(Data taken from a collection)
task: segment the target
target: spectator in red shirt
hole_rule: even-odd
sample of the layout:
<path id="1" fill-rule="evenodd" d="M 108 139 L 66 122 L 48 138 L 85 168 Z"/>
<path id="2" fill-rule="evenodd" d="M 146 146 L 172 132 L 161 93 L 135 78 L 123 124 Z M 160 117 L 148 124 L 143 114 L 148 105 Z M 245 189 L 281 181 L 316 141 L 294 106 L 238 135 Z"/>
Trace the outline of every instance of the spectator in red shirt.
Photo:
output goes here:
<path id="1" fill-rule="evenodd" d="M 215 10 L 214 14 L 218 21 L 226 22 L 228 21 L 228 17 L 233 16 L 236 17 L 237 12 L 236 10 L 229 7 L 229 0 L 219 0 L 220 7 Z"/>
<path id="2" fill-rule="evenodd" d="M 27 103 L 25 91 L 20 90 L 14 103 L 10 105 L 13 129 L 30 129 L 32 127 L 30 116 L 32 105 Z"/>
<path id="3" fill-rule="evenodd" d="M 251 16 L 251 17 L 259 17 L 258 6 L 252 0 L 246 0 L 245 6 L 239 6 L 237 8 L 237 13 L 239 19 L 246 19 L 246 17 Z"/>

§ Exercise directions: Copy everything from the start of the rows down through the line containing "215 10 L 214", swapping "red shirt" for "blue jacket" and keeping everything else the same.

§ Correct response:
task: segment the target
target: spectator in blue jacket
hole_rule: even-odd
sample of the layout:
<path id="1" fill-rule="evenodd" d="M 108 139 L 66 122 L 48 138 L 85 168 Z"/>
<path id="2" fill-rule="evenodd" d="M 146 146 L 172 132 L 161 93 L 135 78 L 123 124 Z M 160 117 L 148 124 L 143 114 L 148 105 Z M 245 189 L 281 181 L 316 141 L 294 106 L 238 135 Z"/>
Trace the outline of every instance of the spectator in blue jacket.
Photo:
output goes here:
<path id="1" fill-rule="evenodd" d="M 215 10 L 214 14 L 218 21 L 226 22 L 228 21 L 228 17 L 233 16 L 236 17 L 237 12 L 236 10 L 229 7 L 229 0 L 219 0 L 220 7 Z"/>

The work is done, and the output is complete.